◆ **The problem**: For every line below, restate it exactly and drop the images.

◆ **Data shown**:
· · · · ·

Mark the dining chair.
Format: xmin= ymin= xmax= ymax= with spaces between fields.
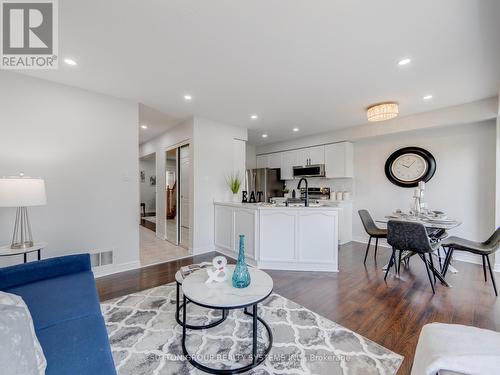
xmin=358 ymin=210 xmax=388 ymax=264
xmin=441 ymin=228 xmax=500 ymax=296
xmin=385 ymin=220 xmax=440 ymax=294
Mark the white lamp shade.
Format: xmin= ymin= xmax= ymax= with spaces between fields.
xmin=0 ymin=178 xmax=47 ymax=207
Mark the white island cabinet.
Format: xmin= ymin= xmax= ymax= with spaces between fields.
xmin=214 ymin=202 xmax=339 ymax=272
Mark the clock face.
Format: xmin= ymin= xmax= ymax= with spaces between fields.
xmin=384 ymin=147 xmax=437 ymax=188
xmin=391 ymin=153 xmax=427 ymax=182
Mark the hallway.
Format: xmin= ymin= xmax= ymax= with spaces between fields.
xmin=139 ymin=226 xmax=189 ymax=266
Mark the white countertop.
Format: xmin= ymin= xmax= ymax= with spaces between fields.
xmin=214 ymin=201 xmax=342 ymax=210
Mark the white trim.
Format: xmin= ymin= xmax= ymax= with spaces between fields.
xmin=350 ymin=239 xmax=489 ymax=267
xmin=352 ymin=236 xmax=390 ymax=248
xmin=93 ymin=260 xmax=141 ymax=278
xmin=258 ymin=260 xmax=338 ymax=272
xmin=215 ymin=246 xmax=255 ymax=266
xmin=452 ymin=252 xmax=482 ymax=265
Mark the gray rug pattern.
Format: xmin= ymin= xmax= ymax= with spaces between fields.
xmin=101 ymin=284 xmax=403 ymax=374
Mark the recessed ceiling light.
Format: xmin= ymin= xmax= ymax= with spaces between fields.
xmin=293 ymin=127 xmax=300 ymax=132
xmin=184 ymin=94 xmax=192 ymax=101
xmin=261 ymin=133 xmax=268 ymax=138
xmin=250 ymin=114 xmax=258 ymax=120
xmin=64 ymin=58 xmax=77 ymax=66
xmin=423 ymin=95 xmax=433 ymax=101
xmin=398 ymin=58 xmax=411 ymax=66
xmin=140 ymin=125 xmax=148 ymax=129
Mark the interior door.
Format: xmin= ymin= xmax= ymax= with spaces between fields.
xmin=165 ymin=148 xmax=178 ymax=245
xmin=179 ymin=144 xmax=190 ymax=249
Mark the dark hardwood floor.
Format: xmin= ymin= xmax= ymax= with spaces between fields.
xmin=96 ymin=242 xmax=500 ymax=374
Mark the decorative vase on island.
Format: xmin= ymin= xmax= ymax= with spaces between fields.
xmin=232 ymin=234 xmax=251 ymax=288
xmin=232 ymin=193 xmax=239 ymax=203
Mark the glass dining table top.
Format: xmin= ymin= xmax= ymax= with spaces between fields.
xmin=376 ymin=213 xmax=462 ymax=230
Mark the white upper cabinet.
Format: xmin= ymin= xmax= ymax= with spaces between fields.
xmin=308 ymin=146 xmax=325 ymax=165
xmin=256 ymin=155 xmax=267 ymax=168
xmin=257 ymin=142 xmax=353 ymax=179
xmin=267 ymin=153 xmax=282 ymax=168
xmin=325 ymin=142 xmax=354 ymax=178
xmin=280 ymin=151 xmax=298 ymax=180
xmin=256 ymin=153 xmax=281 ymax=169
xmin=296 ymin=146 xmax=325 ymax=166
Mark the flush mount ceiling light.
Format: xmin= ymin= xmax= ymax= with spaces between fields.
xmin=140 ymin=124 xmax=148 ymax=129
xmin=261 ymin=133 xmax=268 ymax=138
xmin=64 ymin=58 xmax=77 ymax=66
xmin=183 ymin=94 xmax=192 ymax=101
xmin=398 ymin=58 xmax=411 ymax=66
xmin=367 ymin=102 xmax=399 ymax=122
xmin=423 ymin=95 xmax=433 ymax=101
xmin=250 ymin=114 xmax=258 ymax=120
xmin=293 ymin=127 xmax=300 ymax=132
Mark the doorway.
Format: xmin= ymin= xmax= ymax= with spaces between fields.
xmin=165 ymin=144 xmax=191 ymax=249
xmin=139 ymin=153 xmax=156 ymax=232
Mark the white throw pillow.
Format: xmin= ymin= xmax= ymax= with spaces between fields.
xmin=0 ymin=291 xmax=46 ymax=375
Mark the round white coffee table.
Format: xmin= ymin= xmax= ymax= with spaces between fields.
xmin=181 ymin=265 xmax=273 ymax=374
xmin=174 ymin=269 xmax=227 ymax=329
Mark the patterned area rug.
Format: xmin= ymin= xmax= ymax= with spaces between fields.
xmin=101 ymin=283 xmax=403 ymax=374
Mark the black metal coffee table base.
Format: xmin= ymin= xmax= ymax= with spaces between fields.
xmin=181 ymin=294 xmax=273 ymax=374
xmin=175 ymin=281 xmax=227 ymax=329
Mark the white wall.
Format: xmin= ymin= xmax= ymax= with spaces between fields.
xmin=139 ymin=119 xmax=193 ymax=241
xmin=0 ymin=72 xmax=140 ymax=273
xmin=352 ymin=121 xmax=496 ymax=249
xmin=192 ymin=118 xmax=247 ymax=253
xmin=139 ymin=156 xmax=156 ymax=212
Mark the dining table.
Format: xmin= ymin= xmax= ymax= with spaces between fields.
xmin=376 ymin=212 xmax=462 ymax=287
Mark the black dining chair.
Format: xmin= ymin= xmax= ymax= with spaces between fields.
xmin=441 ymin=228 xmax=500 ymax=296
xmin=358 ymin=210 xmax=388 ymax=264
xmin=385 ymin=220 xmax=440 ymax=294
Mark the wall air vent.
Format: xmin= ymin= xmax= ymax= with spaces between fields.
xmin=91 ymin=250 xmax=114 ymax=267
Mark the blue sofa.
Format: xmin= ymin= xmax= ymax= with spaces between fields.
xmin=0 ymin=254 xmax=116 ymax=375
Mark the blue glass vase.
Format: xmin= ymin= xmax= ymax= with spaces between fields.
xmin=232 ymin=235 xmax=251 ymax=288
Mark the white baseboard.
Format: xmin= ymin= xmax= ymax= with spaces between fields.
xmin=215 ymin=247 xmax=253 ymax=265
xmin=351 ymin=239 xmax=488 ymax=267
xmin=93 ymin=260 xmax=141 ymax=278
xmin=352 ymin=236 xmax=390 ymax=248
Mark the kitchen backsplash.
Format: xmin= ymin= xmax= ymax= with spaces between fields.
xmin=284 ymin=177 xmax=354 ymax=200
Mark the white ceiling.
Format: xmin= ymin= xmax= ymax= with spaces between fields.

· · · · ·

◆ **Expected output**:
Mark the dining chair.
Format: xmin= ymin= xmax= ymax= with spaces between fields.
xmin=358 ymin=210 xmax=388 ymax=264
xmin=441 ymin=228 xmax=500 ymax=296
xmin=385 ymin=220 xmax=440 ymax=294
Mark the white lamp shade.
Format: xmin= ymin= xmax= ymax= with spaces between fields.
xmin=0 ymin=178 xmax=47 ymax=207
Mark the white island cabinet.
Format: xmin= ymin= xmax= ymax= with spaces between fields.
xmin=214 ymin=202 xmax=339 ymax=272
Mark the clock face.
Format: xmin= ymin= xmax= ymax= with spaces between fields.
xmin=384 ymin=147 xmax=437 ymax=188
xmin=391 ymin=153 xmax=427 ymax=182
Mark the hallway.
Format: xmin= ymin= xmax= ymax= with spaces between fields.
xmin=139 ymin=226 xmax=189 ymax=266
Mark the white countertop.
Format: xmin= ymin= xmax= ymax= with spaces between fields.
xmin=214 ymin=201 xmax=342 ymax=210
Mark the white trim.
Format: xmin= ymin= xmax= ymax= with spaces between fields.
xmin=350 ymin=239 xmax=489 ymax=267
xmin=352 ymin=236 xmax=390 ymax=248
xmin=93 ymin=260 xmax=141 ymax=278
xmin=258 ymin=260 xmax=338 ymax=272
xmin=215 ymin=246 xmax=255 ymax=266
xmin=452 ymin=252 xmax=482 ymax=265
Mark the gray rug pattern.
Format: xmin= ymin= xmax= ymax= with spaces between fields.
xmin=101 ymin=284 xmax=403 ymax=374
Mark the recessed ceiling light.
Format: xmin= ymin= xmax= ymax= with spaces between fields.
xmin=293 ymin=127 xmax=300 ymax=132
xmin=184 ymin=94 xmax=192 ymax=101
xmin=261 ymin=133 xmax=268 ymax=138
xmin=250 ymin=114 xmax=258 ymax=120
xmin=64 ymin=58 xmax=77 ymax=66
xmin=423 ymin=95 xmax=433 ymax=101
xmin=398 ymin=58 xmax=411 ymax=66
xmin=140 ymin=125 xmax=148 ymax=129
Mark the interior door.
Format: xmin= ymin= xmax= ymax= with spaces between fields.
xmin=165 ymin=148 xmax=178 ymax=245
xmin=179 ymin=144 xmax=190 ymax=249
Mark the dark hardwood floor.
Format: xmin= ymin= xmax= ymax= with spaces between fields.
xmin=96 ymin=242 xmax=500 ymax=374
Mark the decorative vase on island.
Format: xmin= ymin= xmax= ymax= with spaces between fields.
xmin=232 ymin=234 xmax=251 ymax=288
xmin=232 ymin=193 xmax=239 ymax=203
Mark the glass dining table top.
Format: xmin= ymin= xmax= ymax= with spaces between fields.
xmin=376 ymin=213 xmax=462 ymax=230
Mark the white upper cabinet.
Format: xmin= ymin= xmax= ymax= with spaces between fields.
xmin=308 ymin=146 xmax=325 ymax=165
xmin=256 ymin=155 xmax=267 ymax=168
xmin=257 ymin=142 xmax=353 ymax=179
xmin=267 ymin=153 xmax=282 ymax=168
xmin=325 ymin=142 xmax=354 ymax=178
xmin=280 ymin=151 xmax=298 ymax=180
xmin=256 ymin=153 xmax=281 ymax=169
xmin=296 ymin=146 xmax=325 ymax=166
Mark the flush mount ceiling light.
Format: xmin= ymin= xmax= ymax= with spaces between fields.
xmin=140 ymin=124 xmax=148 ymax=129
xmin=261 ymin=133 xmax=268 ymax=138
xmin=64 ymin=58 xmax=77 ymax=66
xmin=183 ymin=94 xmax=192 ymax=101
xmin=398 ymin=58 xmax=411 ymax=66
xmin=367 ymin=102 xmax=399 ymax=122
xmin=423 ymin=95 xmax=433 ymax=101
xmin=250 ymin=114 xmax=258 ymax=120
xmin=293 ymin=127 xmax=300 ymax=132
Mark the doorway.
Format: xmin= ymin= xmax= ymax= with spaces between fields.
xmin=165 ymin=144 xmax=191 ymax=249
xmin=139 ymin=153 xmax=156 ymax=232
Mark the white throw pillow.
Format: xmin= ymin= xmax= ymax= with spaces between fields.
xmin=0 ymin=291 xmax=46 ymax=375
Mark the round white coffee table.
Format: xmin= ymin= xmax= ymax= with spaces between fields.
xmin=181 ymin=265 xmax=273 ymax=374
xmin=174 ymin=269 xmax=227 ymax=329
Mark the patterned area rug.
Format: xmin= ymin= xmax= ymax= with spaces between fields.
xmin=101 ymin=283 xmax=403 ymax=374
Mark the black metal coffee table base.
Format: xmin= ymin= xmax= ymax= with spaces between fields.
xmin=181 ymin=294 xmax=273 ymax=374
xmin=175 ymin=281 xmax=227 ymax=329
Mark the white wall.
Format: xmin= ymin= xmax= ymax= with spaces between fields.
xmin=139 ymin=119 xmax=193 ymax=241
xmin=0 ymin=72 xmax=140 ymax=273
xmin=352 ymin=121 xmax=496 ymax=249
xmin=192 ymin=118 xmax=247 ymax=253
xmin=139 ymin=156 xmax=156 ymax=212
Mark the dining table.
Format: xmin= ymin= xmax= ymax= with spaces between fields.
xmin=376 ymin=212 xmax=462 ymax=287
Mark the black dining chair.
Format: xmin= ymin= xmax= ymax= with spaces between fields.
xmin=441 ymin=228 xmax=500 ymax=296
xmin=358 ymin=210 xmax=388 ymax=264
xmin=385 ymin=220 xmax=440 ymax=294
Mark the wall air vent.
Format: xmin= ymin= xmax= ymax= with spaces between fields.
xmin=91 ymin=250 xmax=114 ymax=267
Mark the blue sofa.
Format: xmin= ymin= xmax= ymax= with spaces between fields.
xmin=0 ymin=254 xmax=116 ymax=375
Mark the blue glass vase.
Format: xmin= ymin= xmax= ymax= with spaces between fields.
xmin=232 ymin=235 xmax=251 ymax=288
Mark the white baseboard.
Format: xmin= ymin= xmax= ymax= with spaces between fields.
xmin=215 ymin=247 xmax=253 ymax=265
xmin=351 ymin=239 xmax=488 ymax=267
xmin=93 ymin=260 xmax=141 ymax=278
xmin=352 ymin=236 xmax=390 ymax=248
Mark the kitchen backsplash.
Format: xmin= ymin= xmax= ymax= with spaces between fields.
xmin=284 ymin=177 xmax=354 ymax=200
Mark the white ceiling.
Format: xmin= ymin= xmax= ymax= with spaces between fields.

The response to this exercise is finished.